Data extracted from a collection:
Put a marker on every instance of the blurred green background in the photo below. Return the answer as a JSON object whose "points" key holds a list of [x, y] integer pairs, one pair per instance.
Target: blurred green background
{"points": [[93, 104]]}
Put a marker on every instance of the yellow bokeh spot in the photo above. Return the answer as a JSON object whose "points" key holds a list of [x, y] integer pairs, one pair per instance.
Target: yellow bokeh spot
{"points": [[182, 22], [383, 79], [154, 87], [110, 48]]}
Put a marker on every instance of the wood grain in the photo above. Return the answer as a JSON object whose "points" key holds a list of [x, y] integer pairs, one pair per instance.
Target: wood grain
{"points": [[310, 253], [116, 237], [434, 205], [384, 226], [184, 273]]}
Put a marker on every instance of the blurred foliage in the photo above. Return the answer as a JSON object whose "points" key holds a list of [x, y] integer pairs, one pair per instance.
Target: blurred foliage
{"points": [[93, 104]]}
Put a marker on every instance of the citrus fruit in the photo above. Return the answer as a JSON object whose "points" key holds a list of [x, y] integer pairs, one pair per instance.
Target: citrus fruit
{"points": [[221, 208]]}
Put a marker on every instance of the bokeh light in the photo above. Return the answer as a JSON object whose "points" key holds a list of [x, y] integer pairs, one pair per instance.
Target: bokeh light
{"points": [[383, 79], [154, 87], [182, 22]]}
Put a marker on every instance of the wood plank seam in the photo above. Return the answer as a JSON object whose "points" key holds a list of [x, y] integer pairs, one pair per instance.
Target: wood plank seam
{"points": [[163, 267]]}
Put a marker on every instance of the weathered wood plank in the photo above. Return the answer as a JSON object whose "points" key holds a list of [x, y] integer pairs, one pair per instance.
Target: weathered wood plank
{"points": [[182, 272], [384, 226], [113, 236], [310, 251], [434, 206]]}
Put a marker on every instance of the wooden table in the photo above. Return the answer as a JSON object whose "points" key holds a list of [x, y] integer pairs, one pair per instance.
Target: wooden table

What to produce
This task calls for every entry above to be transcribed exactly.

Answer space
Put a marker on every instance of the blurred green background in the photo below. Return the answer as a JSON object whose "points" key holds a list of [x, y] integer pairs, one pair per instance.
Target: blurred green background
{"points": [[93, 104]]}
Put a marker on every instance of the yellow bokeh spot in the photo above. Return the answer as a JSON object whose "points" key holds a list of [x, y] integer pairs, one pair per instance.
Target: yellow bokeh spot
{"points": [[182, 22], [383, 79], [154, 87], [110, 48]]}
Put a marker on every instance of the wood grain in the photo above. Return the answer as a JSON object whose "points" key holds a list of [x, y] integer pairs, one pair per instance.
Target: wood grain
{"points": [[310, 253], [116, 237], [434, 205], [384, 226], [184, 273]]}
Put a marker on every instance of the blurred foliage in the photo above. Return the answer as a JSON object whose "points" key holds a list of [x, y] integer pairs, one pair per instance.
Target: blurred foliage
{"points": [[93, 104]]}
Put a marker on every instance of the citrus fruit in the photo above. Return the answer as a JSON object whose "points" key holds a list of [x, y] integer pairs, one pair per instance.
Target: citrus fruit
{"points": [[221, 208]]}
Put a marker on every instance of the bokeh light in the photo above. Return the answer as a JSON object whose "points" key holds a list of [x, y] integer pairs, one pair per instance.
Target: bokeh light
{"points": [[383, 79], [154, 87], [182, 22]]}
Put a marker on every instance of the wood plank seam in the photo above. Return the answer as a JSON object whose "points" key holds a list of [x, y] integer pairs, one pair per instance.
Target: wood plank seam
{"points": [[163, 267]]}
Put a marker on every instance of the weathered wood plank in the photo above. Return the answer as a JSON object whose "points" key holds a list of [x, y] integer pairs, one pair per instance.
Target: weathered wood plank
{"points": [[182, 272], [384, 226], [113, 236], [310, 251], [434, 206]]}
Put a marker on every instance of the wooden table in the photo above. Return the answer as a JSON object whose "points" key holds a list of [x, y] integer pairs, one pair per instance.
Target: wooden table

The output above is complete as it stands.